◆ What is expected: Could every entry be set down once more, exactly as given?

◆ Data shown:
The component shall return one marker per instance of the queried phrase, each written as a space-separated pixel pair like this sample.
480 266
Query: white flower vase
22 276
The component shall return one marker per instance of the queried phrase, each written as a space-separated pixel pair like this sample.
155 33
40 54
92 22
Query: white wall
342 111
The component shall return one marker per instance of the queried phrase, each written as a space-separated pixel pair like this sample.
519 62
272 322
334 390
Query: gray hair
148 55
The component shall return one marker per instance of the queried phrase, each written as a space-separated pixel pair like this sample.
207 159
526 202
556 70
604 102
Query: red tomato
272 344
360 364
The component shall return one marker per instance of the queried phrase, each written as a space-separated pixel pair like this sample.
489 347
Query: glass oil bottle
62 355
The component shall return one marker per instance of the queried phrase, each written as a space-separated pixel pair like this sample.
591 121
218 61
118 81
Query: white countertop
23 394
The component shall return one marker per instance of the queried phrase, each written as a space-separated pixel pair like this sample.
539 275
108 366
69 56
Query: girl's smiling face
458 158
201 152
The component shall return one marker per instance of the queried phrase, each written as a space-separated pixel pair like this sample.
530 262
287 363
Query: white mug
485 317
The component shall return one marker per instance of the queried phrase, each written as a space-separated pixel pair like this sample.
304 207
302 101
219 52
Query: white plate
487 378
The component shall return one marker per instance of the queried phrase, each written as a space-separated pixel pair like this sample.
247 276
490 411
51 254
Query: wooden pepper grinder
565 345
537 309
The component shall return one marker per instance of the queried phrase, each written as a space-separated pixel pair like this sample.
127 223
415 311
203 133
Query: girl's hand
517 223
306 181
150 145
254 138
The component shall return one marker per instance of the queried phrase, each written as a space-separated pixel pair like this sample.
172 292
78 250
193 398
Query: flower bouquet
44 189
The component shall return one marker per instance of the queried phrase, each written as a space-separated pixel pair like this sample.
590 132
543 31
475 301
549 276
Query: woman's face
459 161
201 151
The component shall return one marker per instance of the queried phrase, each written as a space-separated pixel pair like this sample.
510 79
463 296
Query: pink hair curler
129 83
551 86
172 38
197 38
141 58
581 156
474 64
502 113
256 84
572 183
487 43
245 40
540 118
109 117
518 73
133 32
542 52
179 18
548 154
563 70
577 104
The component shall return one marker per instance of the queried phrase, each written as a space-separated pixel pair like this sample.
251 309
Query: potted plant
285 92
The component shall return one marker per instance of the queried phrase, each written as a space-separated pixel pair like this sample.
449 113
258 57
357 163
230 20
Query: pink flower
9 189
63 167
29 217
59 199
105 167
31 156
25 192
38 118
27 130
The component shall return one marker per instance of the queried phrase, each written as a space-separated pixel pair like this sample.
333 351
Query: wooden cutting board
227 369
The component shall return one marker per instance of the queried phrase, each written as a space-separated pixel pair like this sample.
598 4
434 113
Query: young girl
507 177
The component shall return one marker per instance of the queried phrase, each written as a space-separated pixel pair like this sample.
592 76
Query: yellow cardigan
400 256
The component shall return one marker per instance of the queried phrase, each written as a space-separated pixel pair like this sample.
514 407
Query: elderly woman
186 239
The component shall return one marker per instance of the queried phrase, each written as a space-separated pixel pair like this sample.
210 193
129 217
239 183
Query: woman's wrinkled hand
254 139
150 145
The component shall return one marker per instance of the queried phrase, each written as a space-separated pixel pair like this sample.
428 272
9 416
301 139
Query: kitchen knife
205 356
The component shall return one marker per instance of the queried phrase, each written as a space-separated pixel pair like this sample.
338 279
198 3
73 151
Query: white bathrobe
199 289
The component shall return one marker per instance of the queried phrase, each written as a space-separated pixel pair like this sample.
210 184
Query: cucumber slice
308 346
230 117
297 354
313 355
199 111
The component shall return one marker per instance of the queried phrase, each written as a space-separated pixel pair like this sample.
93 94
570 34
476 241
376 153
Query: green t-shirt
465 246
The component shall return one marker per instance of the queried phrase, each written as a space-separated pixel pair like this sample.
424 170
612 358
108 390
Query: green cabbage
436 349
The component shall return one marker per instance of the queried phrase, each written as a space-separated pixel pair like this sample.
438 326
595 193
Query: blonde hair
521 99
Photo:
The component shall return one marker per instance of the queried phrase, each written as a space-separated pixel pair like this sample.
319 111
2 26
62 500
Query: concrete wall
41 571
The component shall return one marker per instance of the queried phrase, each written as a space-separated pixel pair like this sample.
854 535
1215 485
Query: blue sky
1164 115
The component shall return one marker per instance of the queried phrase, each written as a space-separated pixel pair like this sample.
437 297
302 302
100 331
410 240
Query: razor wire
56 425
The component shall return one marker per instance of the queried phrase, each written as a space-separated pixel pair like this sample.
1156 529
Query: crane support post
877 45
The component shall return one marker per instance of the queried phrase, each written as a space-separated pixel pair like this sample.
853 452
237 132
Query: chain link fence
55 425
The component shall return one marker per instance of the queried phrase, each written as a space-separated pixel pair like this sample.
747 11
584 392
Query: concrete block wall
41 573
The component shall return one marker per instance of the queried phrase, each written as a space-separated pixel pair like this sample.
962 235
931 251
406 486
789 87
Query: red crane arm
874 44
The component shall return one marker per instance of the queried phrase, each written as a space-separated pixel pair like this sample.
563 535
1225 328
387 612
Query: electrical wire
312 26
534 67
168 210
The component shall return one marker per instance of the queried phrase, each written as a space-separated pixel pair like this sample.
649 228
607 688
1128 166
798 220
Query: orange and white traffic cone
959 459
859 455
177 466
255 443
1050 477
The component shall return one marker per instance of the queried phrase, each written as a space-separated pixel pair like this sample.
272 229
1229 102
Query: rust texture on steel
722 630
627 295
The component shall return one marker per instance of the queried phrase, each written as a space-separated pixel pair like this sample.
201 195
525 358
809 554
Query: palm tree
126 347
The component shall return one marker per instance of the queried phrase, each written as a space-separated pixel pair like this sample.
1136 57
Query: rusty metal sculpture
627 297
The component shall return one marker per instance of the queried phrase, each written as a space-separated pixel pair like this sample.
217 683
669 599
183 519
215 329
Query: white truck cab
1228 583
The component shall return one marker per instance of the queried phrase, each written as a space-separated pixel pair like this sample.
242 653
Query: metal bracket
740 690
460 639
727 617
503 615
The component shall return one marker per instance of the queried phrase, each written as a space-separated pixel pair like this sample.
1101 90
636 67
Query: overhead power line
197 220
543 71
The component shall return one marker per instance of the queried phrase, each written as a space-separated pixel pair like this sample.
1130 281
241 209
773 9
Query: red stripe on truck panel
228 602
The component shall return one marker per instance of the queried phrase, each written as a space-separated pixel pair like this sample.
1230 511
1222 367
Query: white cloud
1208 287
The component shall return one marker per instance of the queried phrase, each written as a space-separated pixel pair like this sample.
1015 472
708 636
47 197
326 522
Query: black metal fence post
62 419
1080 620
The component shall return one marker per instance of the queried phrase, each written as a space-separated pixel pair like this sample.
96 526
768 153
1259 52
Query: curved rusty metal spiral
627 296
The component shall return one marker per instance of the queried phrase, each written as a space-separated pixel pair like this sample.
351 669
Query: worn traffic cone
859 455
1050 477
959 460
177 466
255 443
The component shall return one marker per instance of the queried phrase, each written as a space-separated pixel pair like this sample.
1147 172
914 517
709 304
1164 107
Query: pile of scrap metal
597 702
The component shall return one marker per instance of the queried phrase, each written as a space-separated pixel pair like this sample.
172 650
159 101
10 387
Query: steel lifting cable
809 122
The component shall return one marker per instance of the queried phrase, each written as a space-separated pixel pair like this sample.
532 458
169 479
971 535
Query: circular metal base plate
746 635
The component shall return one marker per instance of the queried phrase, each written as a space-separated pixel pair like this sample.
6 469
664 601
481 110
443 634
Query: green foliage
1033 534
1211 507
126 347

◆ Result for this task:
The component shall return one marker per instance of the queried phrase, each written as a space-separated pixel pair like this sample.
480 266
Query: white flower vase
22 276
The component shall return one marker per instance of the queried phrase, each written as a space-separated pixel pair like this sample.
155 33
40 54
92 22
Query: white wall
342 111
The component shall return one marker per instance of the queried phrase, each written as a space-separated pixel pair like this sample.
519 62
272 322
334 390
Query: gray hair
148 55
The component shall return one marker per instance of the queried phrase, each written as a space-separated pixel pair like this sample.
207 159
526 202
556 70
604 102
Query: red tomato
272 344
360 364
The component shall return one marker per instance of the queried phrase, each written as a space-separated pixel pair like this sample.
489 347
Query: glass oil bottle
62 355
The component shall return one marker per instance of the queried phrase, each written as a space-separated pixel pair like this sample.
591 121
218 61
118 81
Query: white countertop
23 394
The component shall return one marker per instance of the queried phrase, each written as a space-separated pixel pair like this sample.
539 275
108 366
69 56
Query: girl's smiling face
458 158
201 152
The component shall return one marker per instance of the queried phrase, each written as a space-separated pixel pair like this sample.
530 262
287 363
Query: white mug
485 317
The component shall return one marker per instance of the queried phrase, each written as a space-separated pixel pair like this sample.
304 207
302 101
219 52
Query: white plate
487 378
The component shall return one marker per instance of the queried phrase, each written as a space-separated pixel pair like this sample.
247 276
490 411
51 254
Query: wooden pepper grinder
565 345
537 309
The component shall return one marker per instance of the queried phrase, each written as a space-separated pixel pair like this sample.
127 223
415 311
203 133
Query: girl's hand
517 223
306 181
150 145
254 138
The component shall return one marker per instance of the queried phrase, each written as a space-separated pixel pair like this sample.
172 292
78 250
193 398
Query: flower bouquet
44 189
The component shall return one marker per instance of the queried phrase, each written as a space-separated pixel pair like this sample.
590 132
543 31
475 301
549 276
Query: woman's face
459 161
201 151
The component shall return one marker per instance of the queried phrase, each written as a space-separated pixel pair like this sample.
510 79
463 296
Query: pink hair curler
129 83
551 86
172 38
197 38
141 58
581 156
474 64
502 113
256 84
572 183
487 43
245 40
540 118
109 117
518 73
133 32
542 52
179 18
548 154
563 70
577 104
The component shall return one marker per instance of the queried phrase, each written as a space-separated pixel pair like this sample.
251 309
Query: potted plant
285 92
The component shall return one marker per instance of the queried phrase, each written as a space-separated pixel pair like this sample.
449 113
258 57
357 163
230 20
Query: pink flower
9 189
63 167
29 217
59 199
105 167
31 156
25 192
38 118
27 130
The component shall return one marker per instance of the queried phrase, each written as a space-separated pixel pair like this sample.
333 351
Query: wooden cutting board
227 369
The component shall return one marker per instance of the queried phrase, each written as a space-separated pixel pair like this sample.
598 4
434 113
Query: young girl
507 177
The component shall return one marker per instance of the queried phrase, each written as a space-separated pixel pair like this sample.
592 76
Query: yellow cardigan
400 256
The component shall return one marker per instance of the queried phrase, each written as a space-separated pixel pair like this sample.
514 407
Query: elderly woman
186 239
The component shall return one marker per instance of the queried phrase, each written as a space-separated pixel pair like this sample.
210 193
129 217
239 183
Query: woman's wrinkled hand
254 139
150 145
The component shall return one marker per instance of the queried phrase, each written as a space-separated pixel pair like this sample.
428 272
9 416
301 139
Query: kitchen knife
205 356
The component shall return one marker per instance of the queried phrase, each written as a space-separated pixel pair like this sample.
338 279
198 3
73 151
Query: white bathrobe
199 289
The component shall return one marker per instance of the queried phrase, each written as a space-separated pixel pair like this sample.
210 184
Query: cucumber slice
308 346
230 117
297 354
313 355
199 111
The component shall return one marker per instance of the queried phrase, each written as a space-separated pixel pair like this sample.
93 94
570 34
476 241
376 153
Query: green t-shirt
465 246
The component shall return one marker per instance of the queried phrase, each written as a space-separated pixel pair like this sample.
424 170
612 358
108 390
Query: green cabbage
436 349
The component shall return one marker per instance of the queried phrase, each written as a space-separated pixel pair like this sample.
438 326
595 193
Query: blonde hair
521 99
Photo:
The component shall return one marker per instance of the queried phrase, each written as a space-separated pixel pair like this sample.
319 111
2 26
62 500
Query: concrete wall
41 571
The component shall return one marker per instance of the queried phrase, each written as a space-separated pixel pair like this sample.
854 535
1215 485
Query: blue sky
1164 115
The component shall return one marker per instance of the queried phrase, each written as a space-separated pixel pair like this sample.
437 297
302 302
100 331
410 240
Query: razor wire
56 425
The component shall return one marker per instance of the queried phrase, each written as a space-separated pixel pair like this sample.
1156 529
Query: crane support post
877 45
The component shall return one marker per instance of the queried phrase, each written as a space-separated pixel pair like this sample.
853 452
237 132
Query: chain link fence
55 425
The component shall return one marker per instance of the queried phrase, each written as a space-separated pixel pair like this sample.
747 11
584 392
Query: concrete block wall
41 573
The component shall return one marker per instance of the queried phrase, each written as a space-separated pixel pair like this sample.
962 235
931 251
406 486
789 87
Query: red crane arm
874 44
The component shall return one marker per instance of the queried phrase, each written as a space-separated pixel pair like this sample.
563 535
1225 328
387 612
Query: electrical wire
312 26
534 67
168 210
The component shall return one marker per instance of the queried phrase, each written as a space-separated pixel pair like this sample.
649 228
607 688
1128 166
798 220
Query: orange and white traffic cone
959 459
859 455
177 466
255 443
1050 477
The component shall return one marker per instance of the queried phrase, each written as a space-separated pixel pair like this sample.
272 229
1229 102
Query: rust texture on steel
722 630
627 295
The component shall return one marker per instance of the queried phrase, each written as a space-separated pixel pair like this sample.
201 195
525 358
809 554
Query: palm tree
126 347
The component shall return one marker per instance of the queried phrase, each written as a space-separated pixel pair like this sample.
1136 57
Query: rusty metal sculpture
627 297
The component shall return one marker per instance of the queried phrase, each written as a space-separated pixel pair like this sample.
217 683
669 599
183 519
215 329
Query: white truck cab
1228 583
The component shall return one marker per instance of the queried phrase, each written as a space-separated pixel pair like this sample.
242 653
Query: metal bracket
740 690
460 639
727 617
503 615
The component shall return one marker per instance of the queried phrase, each written as a space-separated pixel pair like this sample.
1101 90
636 67
Query: overhead power line
197 220
543 71
The component shall return one marker per instance of the queried phrase, each written as a space-separated pixel pair like this sample.
1130 281
241 209
773 9
Query: red stripe on truck panel
228 602
The component shall return one marker per instance of the queried phrase, each written as a space-separated pixel pair like this sample.
1230 511
1222 367
Query: white cloud
1208 287
The component shall return one marker per instance of the queried phrase, each written as a space-separated pixel pair like this sample.
1015 472
708 636
47 197
326 522
Query: black metal fence post
62 419
1080 620
The component shall return one marker per instance of the queried phrase, each written as a space-separated pixel pair like this sample.
96 526
768 153
1259 52
Query: curved rusty metal spiral
627 296
The component shall return one marker per instance of the queried phrase, each written as a space-separated pixel pair like this sample.
351 669
Query: worn traffic cone
859 455
1050 477
959 460
177 466
255 443
The component shall return one marker per instance of the queried phrase, each written as a space-separated pixel pair like this sample.
1147 172
914 517
709 304
1164 107
Query: pile of scrap metal
597 702
The component shall return one marker per instance of the queried phrase, each written as a space-separated pixel pair like this sample.
172 650
159 101
10 387
Query: steel lifting cable
809 122
The component shall return one marker per instance of the queried phrase, each written as a space-separated pixel pair like this sample.
532 458
169 479
971 535
Query: circular metal base plate
746 635
The component shall return one marker per instance of the queried phrase, each written as a space-separated pixel pair like this sample.
6 469
664 601
481 110
443 634
Query: green foliage
1033 534
1211 507
126 347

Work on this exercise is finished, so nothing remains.